# Testo di partenza:
┌──

Una società senza tabù è più libera ma rischia di realizzare o instaurare una tremenda utopia. Penso a Manson e alla sua versione del sogno hippie. Lei pensa che sia un problema umano, non essendo possibile una emancipazione illuminata, o è una prerogativa dei soggetti con problemi e malattie mentali?
Lasciamo perdere la malattia mentale, non c’entra nulla. Si tratta di una sorta di aggressività innata, una capacità di odiare insita in ognuno di noi. Ci sono sempre meno reati violenti, omicidi e stupri, ci sono sempre più persone che provano un certo disagio, non tale da sconfinare nella malattia mentale, ma che sicuramente li pone in una situazione difficile che trova espressione nella rabbia e nell’odio.
Due merci in grande aumento nella nostra quotidianità.
Cosa differenzia un forte interesse per la cronaca nera da un’ossessione per essa?
Difficile dirlo. Quando lavoravo in un carcere di massima sicurezza, tra i detenuti, i film come “Palermo Milano – Solo andata” e altre pellicole simili erano quelle che più suscitavano il loro interesse. Mentre un medico non sopporta E.R. – medici in prima linea o Grey’s anatomy perché troppo perfetti, troppo belli, i professionisti del crimine erano assolutamente appassionati alle serie che li riguardavano, probabilmente loro hanno qualche ossessione.
L’uso dei social network ha cambiato le cose, perché ha trasformato il pubblico degli appassionati in un pubblico di commissari tecnici della nazionale; si scambiano botte da orbi metaforiche, non sempre metaforiche. Mi è successo di vedere come alcuni casi di cronaca molto dibattuti abbiano animato gli schieramenti sui social, sino al punto da minacciare gli opinionisti che avevano un’idea opposta.

└──

# Parti dell'esercizio:
#1 Traduci in inglese questa frase del testo sulla cronaca nera: «Lasciamo perdere la malattia mentale, non c’entra nulla.»
#2 Trascrivi dal testo sulla cronaca nera il passo che comincia con "Lasciamo perdere la" e prosegue fino a "un’ossessione per essa?".

# Dati forniti:

┌──

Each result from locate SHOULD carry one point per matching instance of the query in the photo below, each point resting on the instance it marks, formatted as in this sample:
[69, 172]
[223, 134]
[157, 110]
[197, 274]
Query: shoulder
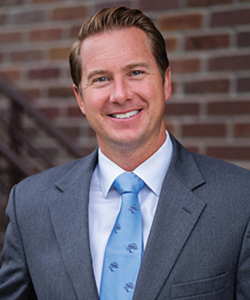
[46, 185]
[220, 170]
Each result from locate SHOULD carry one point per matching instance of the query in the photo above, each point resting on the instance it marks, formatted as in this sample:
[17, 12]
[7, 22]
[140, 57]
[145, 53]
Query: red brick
[230, 63]
[73, 132]
[198, 3]
[204, 130]
[69, 13]
[179, 109]
[60, 92]
[50, 112]
[243, 39]
[158, 4]
[26, 56]
[185, 66]
[11, 2]
[44, 73]
[229, 153]
[2, 19]
[31, 92]
[11, 74]
[11, 37]
[59, 53]
[230, 18]
[45, 35]
[242, 130]
[29, 17]
[207, 86]
[171, 44]
[243, 85]
[181, 22]
[229, 108]
[207, 42]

└──

# Risposte di seguito:
#1 Let's leave mental illness aside; it has nothing to do with it.

#2
Lasciamo perdere la malattia mentale, non c’entra nulla. Si tratta di una sorta di aggressività innata, una capacità di odiare insita in ognuno di noi. Ci sono sempre meno reati violenti, omicidi e stupri, ci sono sempre più persone che provano un certo disagio, non tale da sconfinare nella malattia mentale, ma che sicuramente li pone in una situazione difficile che trova espressione nella rabbia e nell’odio.
Due merci in grande aumento nella nostra quotidianità.
Cosa differenzia un forte interesse per la cronaca nera da un’ossessione per essa?